### TASK DETAILS
Please output only the lines that run from the line containing "Target: cloudy sky" through the end of the material below, exactly.

### DATA PROVIDED
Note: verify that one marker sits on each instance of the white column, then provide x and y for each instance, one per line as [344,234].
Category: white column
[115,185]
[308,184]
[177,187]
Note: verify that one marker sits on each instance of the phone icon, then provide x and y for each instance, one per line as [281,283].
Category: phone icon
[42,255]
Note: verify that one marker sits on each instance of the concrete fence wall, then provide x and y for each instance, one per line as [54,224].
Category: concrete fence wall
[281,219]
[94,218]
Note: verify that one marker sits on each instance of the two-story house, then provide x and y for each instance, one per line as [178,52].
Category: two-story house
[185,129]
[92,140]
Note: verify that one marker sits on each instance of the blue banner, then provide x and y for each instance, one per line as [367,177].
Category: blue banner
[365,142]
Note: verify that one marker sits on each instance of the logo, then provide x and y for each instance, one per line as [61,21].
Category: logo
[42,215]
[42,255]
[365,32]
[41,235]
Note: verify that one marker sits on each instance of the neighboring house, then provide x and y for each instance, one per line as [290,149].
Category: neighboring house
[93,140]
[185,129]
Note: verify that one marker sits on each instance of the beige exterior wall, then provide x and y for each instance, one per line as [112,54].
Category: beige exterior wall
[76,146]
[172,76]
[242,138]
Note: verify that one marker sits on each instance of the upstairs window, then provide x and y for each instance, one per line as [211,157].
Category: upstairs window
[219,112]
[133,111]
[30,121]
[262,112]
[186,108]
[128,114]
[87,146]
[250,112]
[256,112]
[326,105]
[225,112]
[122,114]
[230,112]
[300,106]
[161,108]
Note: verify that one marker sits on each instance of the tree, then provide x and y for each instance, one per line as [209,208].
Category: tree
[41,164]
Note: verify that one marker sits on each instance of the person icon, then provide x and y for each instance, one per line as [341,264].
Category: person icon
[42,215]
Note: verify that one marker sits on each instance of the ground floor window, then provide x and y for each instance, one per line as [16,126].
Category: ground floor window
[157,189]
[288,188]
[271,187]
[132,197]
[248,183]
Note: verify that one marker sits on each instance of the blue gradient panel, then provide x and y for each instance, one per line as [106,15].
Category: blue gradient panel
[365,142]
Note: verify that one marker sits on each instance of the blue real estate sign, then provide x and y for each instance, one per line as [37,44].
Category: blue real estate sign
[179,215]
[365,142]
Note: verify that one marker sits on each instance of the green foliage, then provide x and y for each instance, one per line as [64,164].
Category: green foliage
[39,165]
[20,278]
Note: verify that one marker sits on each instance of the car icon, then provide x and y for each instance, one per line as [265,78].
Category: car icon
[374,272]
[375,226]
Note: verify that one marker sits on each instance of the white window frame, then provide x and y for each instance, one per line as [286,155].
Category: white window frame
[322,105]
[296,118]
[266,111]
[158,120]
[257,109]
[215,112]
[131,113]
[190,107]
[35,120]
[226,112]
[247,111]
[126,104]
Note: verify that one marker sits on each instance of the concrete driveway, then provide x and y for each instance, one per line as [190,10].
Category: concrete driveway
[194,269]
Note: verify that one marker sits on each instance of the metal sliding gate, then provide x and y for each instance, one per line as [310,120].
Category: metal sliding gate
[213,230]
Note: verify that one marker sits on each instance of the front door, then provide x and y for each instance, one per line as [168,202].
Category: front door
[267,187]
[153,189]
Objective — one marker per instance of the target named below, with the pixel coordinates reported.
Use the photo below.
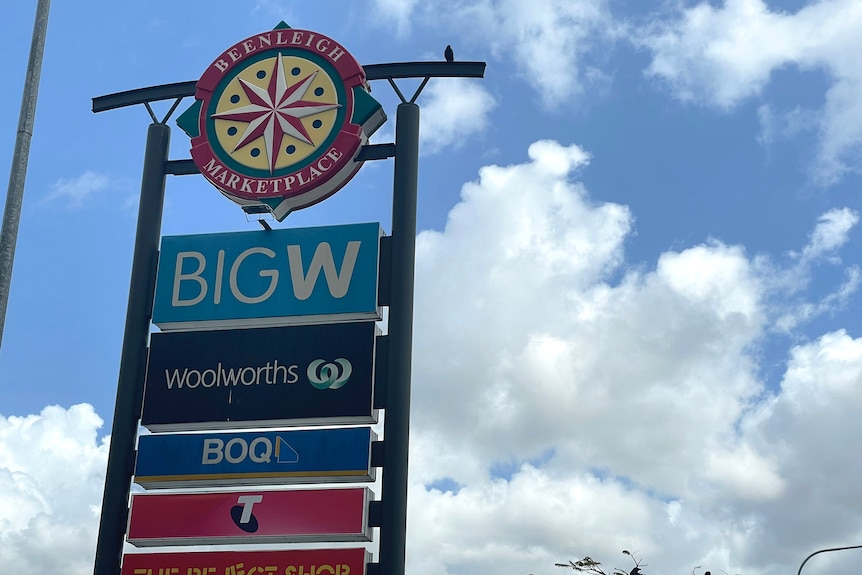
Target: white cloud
(723, 55)
(552, 42)
(397, 12)
(51, 476)
(453, 109)
(75, 192)
(577, 405)
(634, 393)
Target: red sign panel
(304, 562)
(249, 517)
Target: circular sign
(280, 118)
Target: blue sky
(637, 269)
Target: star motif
(275, 112)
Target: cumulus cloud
(565, 401)
(721, 55)
(566, 404)
(75, 192)
(452, 110)
(553, 43)
(51, 475)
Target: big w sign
(275, 277)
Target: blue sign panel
(254, 458)
(261, 278)
(264, 377)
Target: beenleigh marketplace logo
(279, 119)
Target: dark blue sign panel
(267, 278)
(254, 458)
(267, 377)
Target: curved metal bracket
(391, 71)
(825, 551)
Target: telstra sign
(268, 277)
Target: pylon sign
(280, 118)
(293, 562)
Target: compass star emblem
(275, 112)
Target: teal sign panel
(268, 278)
(173, 460)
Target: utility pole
(18, 172)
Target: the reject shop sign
(297, 562)
(250, 517)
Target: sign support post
(393, 531)
(130, 386)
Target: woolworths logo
(324, 375)
(321, 375)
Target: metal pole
(825, 551)
(18, 173)
(130, 387)
(393, 529)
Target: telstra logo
(241, 514)
(324, 375)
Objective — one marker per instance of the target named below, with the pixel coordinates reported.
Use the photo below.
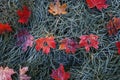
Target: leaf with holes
(100, 4)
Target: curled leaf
(68, 45)
(23, 75)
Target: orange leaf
(57, 9)
(68, 45)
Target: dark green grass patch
(101, 64)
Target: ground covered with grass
(100, 64)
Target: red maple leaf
(100, 4)
(24, 15)
(22, 75)
(118, 46)
(45, 44)
(5, 73)
(88, 41)
(68, 45)
(60, 74)
(113, 26)
(5, 28)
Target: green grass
(101, 64)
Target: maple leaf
(88, 41)
(24, 39)
(24, 15)
(45, 44)
(68, 45)
(100, 4)
(60, 74)
(113, 26)
(118, 46)
(5, 73)
(57, 9)
(5, 28)
(23, 75)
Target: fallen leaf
(68, 45)
(5, 73)
(100, 4)
(118, 46)
(113, 26)
(57, 9)
(5, 28)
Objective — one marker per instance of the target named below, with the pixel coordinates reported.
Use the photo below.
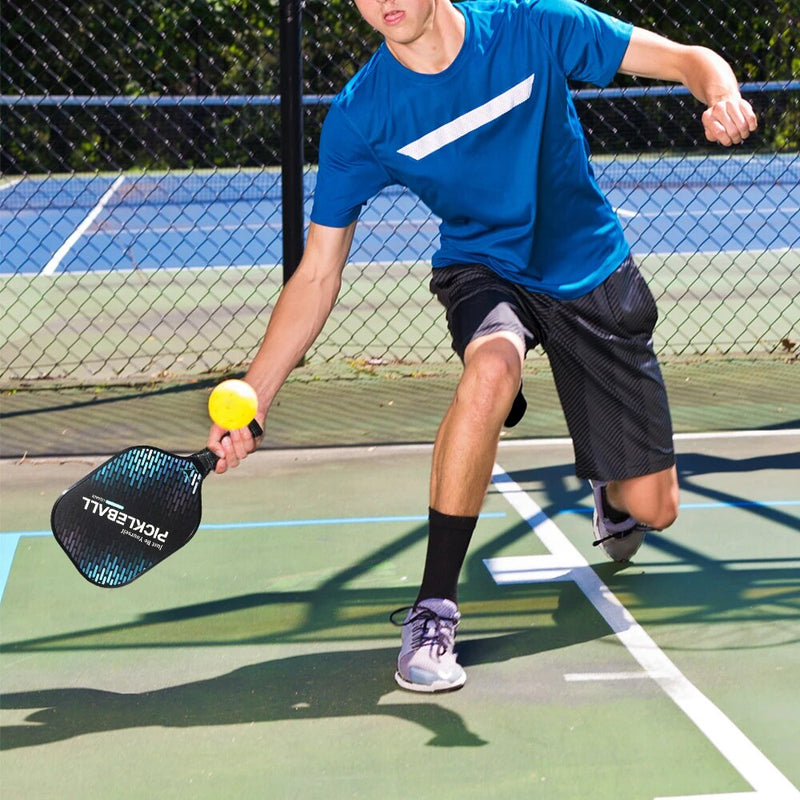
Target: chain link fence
(141, 191)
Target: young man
(468, 106)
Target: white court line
(584, 677)
(735, 747)
(54, 263)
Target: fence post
(291, 86)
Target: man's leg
(463, 456)
(466, 444)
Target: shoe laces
(427, 628)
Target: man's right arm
(304, 305)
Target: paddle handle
(206, 460)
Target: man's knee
(492, 372)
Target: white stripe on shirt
(471, 121)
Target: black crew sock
(448, 541)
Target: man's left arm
(729, 118)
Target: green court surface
(258, 660)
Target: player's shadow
(323, 685)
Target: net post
(291, 88)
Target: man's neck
(435, 49)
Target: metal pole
(291, 88)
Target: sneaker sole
(430, 688)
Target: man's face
(399, 21)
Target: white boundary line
(735, 747)
(54, 263)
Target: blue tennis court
(152, 221)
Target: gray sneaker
(620, 540)
(427, 662)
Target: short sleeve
(588, 44)
(348, 175)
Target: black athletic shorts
(600, 348)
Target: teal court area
(258, 661)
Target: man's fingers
(729, 122)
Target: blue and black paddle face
(130, 513)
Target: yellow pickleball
(232, 404)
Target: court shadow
(332, 684)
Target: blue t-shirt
(492, 145)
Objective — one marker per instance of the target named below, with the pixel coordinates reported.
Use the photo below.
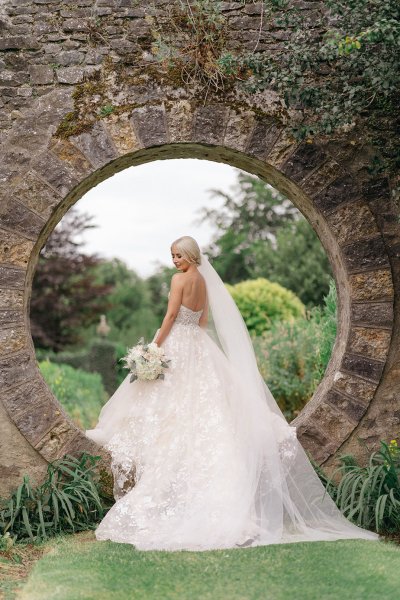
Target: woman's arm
(204, 316)
(174, 302)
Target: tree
(248, 218)
(130, 313)
(298, 262)
(65, 294)
(260, 233)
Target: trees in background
(259, 233)
(66, 298)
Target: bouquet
(146, 362)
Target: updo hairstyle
(188, 248)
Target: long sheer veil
(282, 488)
(281, 497)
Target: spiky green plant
(370, 495)
(67, 501)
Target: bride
(213, 461)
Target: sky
(141, 210)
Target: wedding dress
(213, 461)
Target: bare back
(194, 291)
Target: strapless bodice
(187, 316)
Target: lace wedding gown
(204, 477)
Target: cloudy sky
(142, 209)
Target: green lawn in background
(79, 568)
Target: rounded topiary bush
(262, 302)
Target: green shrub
(369, 496)
(292, 356)
(67, 501)
(81, 394)
(102, 359)
(262, 303)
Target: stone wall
(81, 98)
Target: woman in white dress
(214, 462)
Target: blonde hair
(189, 248)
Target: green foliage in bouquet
(292, 356)
(262, 303)
(67, 501)
(81, 394)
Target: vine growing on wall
(339, 65)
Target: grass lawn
(79, 567)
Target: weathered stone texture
(149, 124)
(354, 386)
(12, 340)
(369, 342)
(373, 285)
(62, 65)
(14, 249)
(373, 313)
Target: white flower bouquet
(146, 362)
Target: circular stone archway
(44, 170)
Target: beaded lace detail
(187, 316)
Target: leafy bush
(67, 501)
(81, 394)
(262, 303)
(292, 356)
(370, 496)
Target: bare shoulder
(177, 279)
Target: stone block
(55, 173)
(180, 120)
(14, 249)
(343, 189)
(351, 385)
(69, 154)
(284, 146)
(263, 137)
(372, 285)
(15, 370)
(372, 313)
(362, 366)
(315, 441)
(376, 189)
(11, 298)
(12, 339)
(41, 74)
(369, 341)
(120, 131)
(74, 25)
(352, 222)
(12, 78)
(70, 58)
(320, 178)
(70, 75)
(149, 124)
(300, 164)
(12, 278)
(96, 145)
(80, 443)
(239, 127)
(367, 254)
(36, 195)
(349, 407)
(17, 217)
(335, 423)
(20, 42)
(209, 124)
(52, 444)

### CORRECT OUTPUT
Target: cloudy sky
(142, 209)
Target: green lawn in background
(79, 568)
Target: rounded topiary bush
(262, 302)
Target: green shrub
(369, 496)
(292, 356)
(67, 501)
(81, 394)
(102, 359)
(262, 303)
Target: stone wall
(81, 98)
Target: woman in white dress
(214, 462)
Target: blonde hair
(189, 248)
Target: green foliage in bouquet
(292, 356)
(262, 303)
(67, 501)
(81, 394)
Target: vine growing on wall
(339, 65)
Target: grass lawn
(79, 567)
Target: weathered stone texture
(149, 124)
(354, 386)
(12, 340)
(369, 342)
(373, 285)
(62, 65)
(14, 249)
(373, 313)
Target: white flower bouquet
(146, 362)
Target: circular stone archway
(44, 170)
Target: beaded lace detail
(187, 316)
Target: leafy bush
(67, 501)
(81, 394)
(262, 303)
(292, 356)
(370, 496)
Target: bare shoulder
(177, 279)
Target: stone block
(55, 173)
(180, 120)
(14, 249)
(343, 189)
(351, 385)
(69, 154)
(284, 146)
(263, 137)
(372, 285)
(15, 370)
(372, 313)
(362, 366)
(315, 441)
(376, 189)
(11, 298)
(12, 339)
(41, 74)
(369, 341)
(120, 131)
(74, 25)
(352, 222)
(12, 78)
(70, 58)
(320, 178)
(70, 75)
(149, 124)
(300, 164)
(12, 278)
(96, 145)
(80, 443)
(239, 127)
(367, 254)
(36, 195)
(349, 407)
(17, 217)
(335, 423)
(20, 42)
(209, 124)
(52, 444)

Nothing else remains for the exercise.